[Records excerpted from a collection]
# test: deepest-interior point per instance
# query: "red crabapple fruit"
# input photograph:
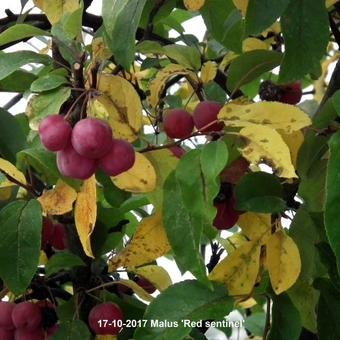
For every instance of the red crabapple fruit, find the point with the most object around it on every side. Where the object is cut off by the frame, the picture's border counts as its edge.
(71, 164)
(178, 123)
(106, 311)
(226, 216)
(205, 113)
(92, 138)
(120, 158)
(26, 315)
(55, 132)
(6, 309)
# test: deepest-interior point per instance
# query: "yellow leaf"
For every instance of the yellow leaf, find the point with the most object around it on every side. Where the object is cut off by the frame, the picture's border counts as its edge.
(294, 141)
(122, 105)
(251, 44)
(266, 145)
(208, 72)
(194, 5)
(157, 275)
(241, 5)
(287, 118)
(55, 9)
(157, 85)
(163, 161)
(238, 271)
(254, 225)
(283, 261)
(138, 290)
(139, 179)
(59, 200)
(10, 170)
(85, 213)
(148, 244)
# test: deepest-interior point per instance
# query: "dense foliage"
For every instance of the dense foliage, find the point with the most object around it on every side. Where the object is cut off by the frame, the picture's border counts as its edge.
(136, 145)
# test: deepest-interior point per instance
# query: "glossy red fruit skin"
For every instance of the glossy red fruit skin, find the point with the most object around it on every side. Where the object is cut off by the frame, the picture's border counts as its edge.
(205, 113)
(177, 151)
(120, 158)
(71, 164)
(26, 315)
(145, 284)
(24, 334)
(47, 232)
(178, 123)
(55, 132)
(6, 309)
(6, 334)
(105, 311)
(226, 216)
(92, 138)
(291, 93)
(59, 237)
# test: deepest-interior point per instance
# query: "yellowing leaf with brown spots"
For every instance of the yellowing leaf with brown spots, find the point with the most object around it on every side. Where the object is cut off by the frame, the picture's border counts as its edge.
(148, 244)
(283, 261)
(59, 200)
(157, 275)
(55, 9)
(122, 105)
(255, 226)
(139, 179)
(239, 270)
(241, 5)
(138, 290)
(10, 170)
(294, 141)
(266, 145)
(193, 5)
(208, 72)
(251, 44)
(85, 213)
(157, 85)
(287, 118)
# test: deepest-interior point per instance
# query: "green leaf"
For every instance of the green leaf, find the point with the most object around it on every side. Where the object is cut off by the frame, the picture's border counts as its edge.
(306, 34)
(332, 206)
(11, 62)
(74, 329)
(48, 82)
(286, 322)
(46, 104)
(20, 233)
(187, 300)
(311, 167)
(263, 13)
(305, 233)
(251, 65)
(184, 229)
(328, 310)
(121, 19)
(184, 55)
(224, 23)
(255, 323)
(214, 158)
(19, 32)
(12, 137)
(18, 81)
(259, 192)
(62, 261)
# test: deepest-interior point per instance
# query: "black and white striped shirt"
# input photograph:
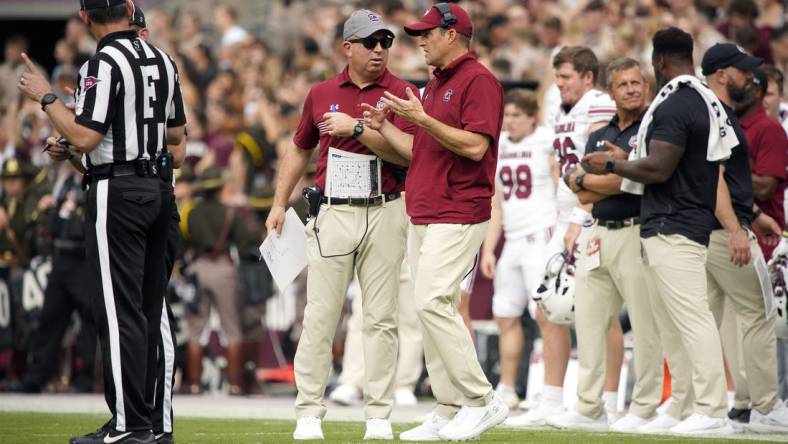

Description of the task
Pull out each line above that contains the word "skin" and list only those lines.

Result for this exercise
# query: "glossy red fruit skin"
For every instance of the glossy red fruit skin, find the point with the most object around it on every side. Where the object is cut off by the frame, the picture's border counts as its edge.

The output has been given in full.